→ **What the exercise asks**
Return, word for word, only the lines from the one containing "of the hazy" through the last line of the entries.

========================================================================

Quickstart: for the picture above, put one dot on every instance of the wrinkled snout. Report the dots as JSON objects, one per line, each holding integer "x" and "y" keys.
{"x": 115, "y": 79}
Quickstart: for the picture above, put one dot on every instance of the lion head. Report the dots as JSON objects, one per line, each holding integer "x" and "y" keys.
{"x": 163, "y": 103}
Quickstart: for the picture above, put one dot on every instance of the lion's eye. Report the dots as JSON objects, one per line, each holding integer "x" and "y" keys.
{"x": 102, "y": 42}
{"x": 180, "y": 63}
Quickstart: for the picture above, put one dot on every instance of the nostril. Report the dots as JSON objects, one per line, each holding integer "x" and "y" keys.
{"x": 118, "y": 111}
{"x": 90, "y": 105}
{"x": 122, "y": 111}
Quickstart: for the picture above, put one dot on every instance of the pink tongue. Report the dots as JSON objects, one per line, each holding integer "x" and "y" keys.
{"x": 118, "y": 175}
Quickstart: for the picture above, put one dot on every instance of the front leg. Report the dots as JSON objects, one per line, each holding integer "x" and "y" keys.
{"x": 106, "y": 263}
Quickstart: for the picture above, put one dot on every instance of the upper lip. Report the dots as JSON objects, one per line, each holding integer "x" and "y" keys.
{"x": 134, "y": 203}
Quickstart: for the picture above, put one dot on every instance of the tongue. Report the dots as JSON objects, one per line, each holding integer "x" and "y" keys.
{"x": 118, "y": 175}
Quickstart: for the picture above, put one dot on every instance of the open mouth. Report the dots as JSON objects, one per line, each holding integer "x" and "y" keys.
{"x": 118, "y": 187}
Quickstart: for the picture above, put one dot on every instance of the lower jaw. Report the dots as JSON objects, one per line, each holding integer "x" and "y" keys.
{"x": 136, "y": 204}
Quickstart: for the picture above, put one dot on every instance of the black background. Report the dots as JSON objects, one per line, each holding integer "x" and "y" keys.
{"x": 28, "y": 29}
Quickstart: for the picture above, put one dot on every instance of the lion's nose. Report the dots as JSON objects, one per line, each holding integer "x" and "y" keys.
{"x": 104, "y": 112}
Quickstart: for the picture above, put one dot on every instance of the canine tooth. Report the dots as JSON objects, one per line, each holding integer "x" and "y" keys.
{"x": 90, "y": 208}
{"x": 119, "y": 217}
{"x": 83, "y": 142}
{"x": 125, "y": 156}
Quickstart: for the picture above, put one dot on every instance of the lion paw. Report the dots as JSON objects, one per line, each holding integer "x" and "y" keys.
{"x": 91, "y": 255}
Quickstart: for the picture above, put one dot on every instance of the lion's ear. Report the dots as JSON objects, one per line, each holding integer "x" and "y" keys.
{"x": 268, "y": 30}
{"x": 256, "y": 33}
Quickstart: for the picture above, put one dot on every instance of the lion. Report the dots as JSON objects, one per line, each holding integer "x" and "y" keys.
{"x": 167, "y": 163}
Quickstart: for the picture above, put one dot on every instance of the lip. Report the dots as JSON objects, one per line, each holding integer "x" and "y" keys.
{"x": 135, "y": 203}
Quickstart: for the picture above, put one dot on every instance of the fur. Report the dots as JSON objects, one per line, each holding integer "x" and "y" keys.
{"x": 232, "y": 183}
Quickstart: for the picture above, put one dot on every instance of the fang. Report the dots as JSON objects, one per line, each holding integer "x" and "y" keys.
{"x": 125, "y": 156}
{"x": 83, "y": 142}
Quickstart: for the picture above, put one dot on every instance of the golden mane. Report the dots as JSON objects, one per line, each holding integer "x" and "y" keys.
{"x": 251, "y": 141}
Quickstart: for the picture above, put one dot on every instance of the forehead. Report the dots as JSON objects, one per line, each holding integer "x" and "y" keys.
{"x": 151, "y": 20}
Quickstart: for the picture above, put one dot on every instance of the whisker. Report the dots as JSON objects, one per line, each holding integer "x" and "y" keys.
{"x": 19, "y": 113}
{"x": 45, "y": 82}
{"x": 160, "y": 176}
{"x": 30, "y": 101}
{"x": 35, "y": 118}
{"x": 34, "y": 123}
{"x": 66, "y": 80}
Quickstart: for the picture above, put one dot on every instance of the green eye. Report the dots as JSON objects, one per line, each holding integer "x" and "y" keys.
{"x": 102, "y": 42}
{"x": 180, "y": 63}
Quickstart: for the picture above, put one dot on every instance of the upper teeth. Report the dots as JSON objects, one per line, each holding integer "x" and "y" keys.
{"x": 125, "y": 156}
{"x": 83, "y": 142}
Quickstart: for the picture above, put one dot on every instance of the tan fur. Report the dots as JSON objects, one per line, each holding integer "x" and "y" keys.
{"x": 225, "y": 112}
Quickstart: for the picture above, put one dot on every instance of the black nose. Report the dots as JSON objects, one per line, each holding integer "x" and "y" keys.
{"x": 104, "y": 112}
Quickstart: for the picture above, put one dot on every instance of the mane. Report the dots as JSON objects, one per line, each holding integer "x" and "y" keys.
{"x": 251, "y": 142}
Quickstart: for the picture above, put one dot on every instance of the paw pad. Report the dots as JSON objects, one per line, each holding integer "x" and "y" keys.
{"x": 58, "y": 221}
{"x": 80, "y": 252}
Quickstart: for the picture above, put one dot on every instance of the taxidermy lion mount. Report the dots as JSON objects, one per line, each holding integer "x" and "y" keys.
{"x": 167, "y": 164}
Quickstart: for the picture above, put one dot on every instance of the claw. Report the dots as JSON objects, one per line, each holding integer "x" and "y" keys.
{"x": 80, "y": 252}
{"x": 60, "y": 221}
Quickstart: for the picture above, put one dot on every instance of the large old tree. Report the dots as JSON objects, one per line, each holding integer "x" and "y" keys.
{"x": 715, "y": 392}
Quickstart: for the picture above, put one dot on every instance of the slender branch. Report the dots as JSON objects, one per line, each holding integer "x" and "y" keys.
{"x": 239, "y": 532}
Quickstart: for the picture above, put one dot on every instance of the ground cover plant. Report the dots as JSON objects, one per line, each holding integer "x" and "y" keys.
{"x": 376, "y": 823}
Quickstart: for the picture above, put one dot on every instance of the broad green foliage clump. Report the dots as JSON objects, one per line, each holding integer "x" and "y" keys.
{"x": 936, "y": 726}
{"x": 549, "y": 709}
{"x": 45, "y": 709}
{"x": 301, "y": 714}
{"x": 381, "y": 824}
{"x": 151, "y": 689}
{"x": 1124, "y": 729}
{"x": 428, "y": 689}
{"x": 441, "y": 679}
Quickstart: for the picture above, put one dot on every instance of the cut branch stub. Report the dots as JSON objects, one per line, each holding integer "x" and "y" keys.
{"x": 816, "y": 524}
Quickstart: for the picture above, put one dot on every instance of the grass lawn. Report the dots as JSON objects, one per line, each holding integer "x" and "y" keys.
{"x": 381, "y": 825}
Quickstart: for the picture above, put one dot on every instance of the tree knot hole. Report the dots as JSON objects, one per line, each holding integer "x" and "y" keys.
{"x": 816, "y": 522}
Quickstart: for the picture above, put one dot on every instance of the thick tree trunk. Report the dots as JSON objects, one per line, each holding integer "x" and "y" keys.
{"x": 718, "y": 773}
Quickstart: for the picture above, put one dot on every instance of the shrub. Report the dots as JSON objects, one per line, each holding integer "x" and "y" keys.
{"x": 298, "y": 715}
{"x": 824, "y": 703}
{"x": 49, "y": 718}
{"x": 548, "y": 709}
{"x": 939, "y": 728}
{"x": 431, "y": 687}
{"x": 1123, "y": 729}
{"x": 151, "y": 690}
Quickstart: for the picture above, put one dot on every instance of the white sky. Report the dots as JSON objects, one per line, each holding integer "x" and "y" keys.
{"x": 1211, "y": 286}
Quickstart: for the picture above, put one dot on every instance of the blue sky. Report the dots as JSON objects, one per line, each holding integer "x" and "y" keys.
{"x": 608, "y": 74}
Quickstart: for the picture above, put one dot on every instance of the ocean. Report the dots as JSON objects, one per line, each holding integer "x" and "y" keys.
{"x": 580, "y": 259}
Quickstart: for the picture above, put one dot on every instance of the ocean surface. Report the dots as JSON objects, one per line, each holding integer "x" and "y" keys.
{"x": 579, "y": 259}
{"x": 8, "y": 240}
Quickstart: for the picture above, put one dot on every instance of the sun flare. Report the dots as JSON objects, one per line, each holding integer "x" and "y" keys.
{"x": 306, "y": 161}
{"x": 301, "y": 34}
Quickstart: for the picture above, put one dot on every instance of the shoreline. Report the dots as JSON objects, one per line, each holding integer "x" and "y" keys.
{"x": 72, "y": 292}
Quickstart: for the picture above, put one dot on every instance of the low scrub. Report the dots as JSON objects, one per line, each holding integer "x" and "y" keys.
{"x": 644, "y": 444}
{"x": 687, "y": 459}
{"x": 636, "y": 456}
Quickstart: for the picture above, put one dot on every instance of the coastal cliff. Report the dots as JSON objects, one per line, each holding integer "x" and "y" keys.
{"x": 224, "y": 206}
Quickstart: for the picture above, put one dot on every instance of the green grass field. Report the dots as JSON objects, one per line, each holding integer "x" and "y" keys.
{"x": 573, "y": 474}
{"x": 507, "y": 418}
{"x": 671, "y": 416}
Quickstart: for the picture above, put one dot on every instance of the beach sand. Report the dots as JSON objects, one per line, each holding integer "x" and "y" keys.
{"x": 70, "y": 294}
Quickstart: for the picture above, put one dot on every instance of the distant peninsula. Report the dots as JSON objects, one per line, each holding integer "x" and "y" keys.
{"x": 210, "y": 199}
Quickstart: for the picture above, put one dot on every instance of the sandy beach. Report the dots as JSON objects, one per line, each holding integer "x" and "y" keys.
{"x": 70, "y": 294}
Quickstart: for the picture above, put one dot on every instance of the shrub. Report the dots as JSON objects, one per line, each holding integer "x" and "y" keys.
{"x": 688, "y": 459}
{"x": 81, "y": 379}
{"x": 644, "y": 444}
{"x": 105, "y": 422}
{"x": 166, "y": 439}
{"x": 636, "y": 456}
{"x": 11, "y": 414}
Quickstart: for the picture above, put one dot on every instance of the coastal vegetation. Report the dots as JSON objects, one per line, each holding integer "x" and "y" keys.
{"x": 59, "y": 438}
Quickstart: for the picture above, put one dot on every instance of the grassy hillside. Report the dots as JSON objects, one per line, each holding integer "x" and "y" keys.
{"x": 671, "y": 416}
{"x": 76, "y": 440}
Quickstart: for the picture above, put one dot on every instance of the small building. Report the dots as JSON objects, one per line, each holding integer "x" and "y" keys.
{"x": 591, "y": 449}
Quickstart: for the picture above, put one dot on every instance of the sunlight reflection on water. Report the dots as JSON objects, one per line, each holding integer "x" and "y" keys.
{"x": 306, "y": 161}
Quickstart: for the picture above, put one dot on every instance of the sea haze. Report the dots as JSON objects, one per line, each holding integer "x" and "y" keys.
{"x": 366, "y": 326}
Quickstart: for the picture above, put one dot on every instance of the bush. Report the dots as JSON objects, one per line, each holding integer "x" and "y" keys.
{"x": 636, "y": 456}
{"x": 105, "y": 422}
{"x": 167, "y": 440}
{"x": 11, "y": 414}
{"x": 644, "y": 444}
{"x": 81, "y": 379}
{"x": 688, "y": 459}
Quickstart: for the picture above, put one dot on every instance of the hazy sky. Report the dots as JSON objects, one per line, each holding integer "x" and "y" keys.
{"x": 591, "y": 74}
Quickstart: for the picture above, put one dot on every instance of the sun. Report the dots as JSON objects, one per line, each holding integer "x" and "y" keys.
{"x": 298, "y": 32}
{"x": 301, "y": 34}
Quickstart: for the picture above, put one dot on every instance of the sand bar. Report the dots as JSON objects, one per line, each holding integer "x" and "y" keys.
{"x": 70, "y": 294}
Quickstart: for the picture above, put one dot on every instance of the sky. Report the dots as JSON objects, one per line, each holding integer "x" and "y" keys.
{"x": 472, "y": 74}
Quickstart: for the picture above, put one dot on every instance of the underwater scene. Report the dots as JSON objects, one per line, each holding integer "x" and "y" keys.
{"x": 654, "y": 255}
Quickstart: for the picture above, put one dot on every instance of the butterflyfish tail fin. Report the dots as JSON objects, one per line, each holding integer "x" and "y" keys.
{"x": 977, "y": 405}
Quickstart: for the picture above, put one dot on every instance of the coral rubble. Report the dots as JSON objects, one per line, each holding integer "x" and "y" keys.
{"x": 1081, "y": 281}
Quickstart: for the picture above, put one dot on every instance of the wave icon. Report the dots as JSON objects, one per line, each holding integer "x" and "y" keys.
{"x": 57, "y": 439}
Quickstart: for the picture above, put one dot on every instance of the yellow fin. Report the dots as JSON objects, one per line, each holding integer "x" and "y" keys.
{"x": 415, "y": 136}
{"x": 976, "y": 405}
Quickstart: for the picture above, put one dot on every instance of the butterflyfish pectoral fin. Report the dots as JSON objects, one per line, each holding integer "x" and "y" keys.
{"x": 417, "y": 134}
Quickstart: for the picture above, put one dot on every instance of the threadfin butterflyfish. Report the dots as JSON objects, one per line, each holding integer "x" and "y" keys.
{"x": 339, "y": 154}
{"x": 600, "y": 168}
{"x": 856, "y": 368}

========================================================================

→ **Task answer**
Quickstart: for the picture above, put one dot on every instance of the hazy sky. Report the dots as JSON objects, one per line, each holding integer "x" and "y" keys.
{"x": 591, "y": 74}
Quickstart: for the picture above, put one dot on every instance of the sun. Report the dots as JSON objects, one per line, each holding integer "x" and "y" keys.
{"x": 298, "y": 32}
{"x": 301, "y": 34}
Quickstart: for the picture above, put one dot on every instance of the sand bar. Report the dots as JSON objects, one per line, each holding integer "x" and "y" keys.
{"x": 70, "y": 294}
Quickstart: for the picture above, put one dot on every instance of the sky. Report the dots as JSON objects, one per line, each holding integer "x" and "y" keys.
{"x": 472, "y": 74}
Quickstart: for the picture above, put one dot on every instance of the underwater scene. Report the dots as JSON objects, one per line, each holding integer "x" and "y" keys.
{"x": 654, "y": 255}
Quickstart: for the picture above, put one dot on every instance of the butterflyfish tail fin. Report the dots as JSON objects, one per line, each holding integer "x" and "y" keys.
{"x": 977, "y": 405}
Quickstart: for the picture above, put one dot on every instance of the coral rubble. Report the dots as JSON objects, one per line, each holding integer "x" and "y" keys.
{"x": 1081, "y": 281}
Quickstart: for the picture above, put one dot on every instance of the wave icon. Report the dots as JSON objects, one per line, each holding integer "x" and "y" keys.
{"x": 57, "y": 439}
Quickstart: for the picture above, put one dot on every instance of the yellow fin. Report the dots as JSON objects, one per line, each holding integer "x" and "y" keys.
{"x": 415, "y": 136}
{"x": 976, "y": 405}
Quickstart: for the picture above, put one dot on every instance of the butterflyfish pectoral fin. Report the dots as JSON objects, one per line, each holding integer "x" and "y" keys.
{"x": 417, "y": 134}
Quickstart: for the picture above, put one dot on every instance of the threadfin butterflyfish. Report the dots as JSON objects, one per line, each holding integer "x" and "y" keys.
{"x": 339, "y": 154}
{"x": 600, "y": 168}
{"x": 856, "y": 368}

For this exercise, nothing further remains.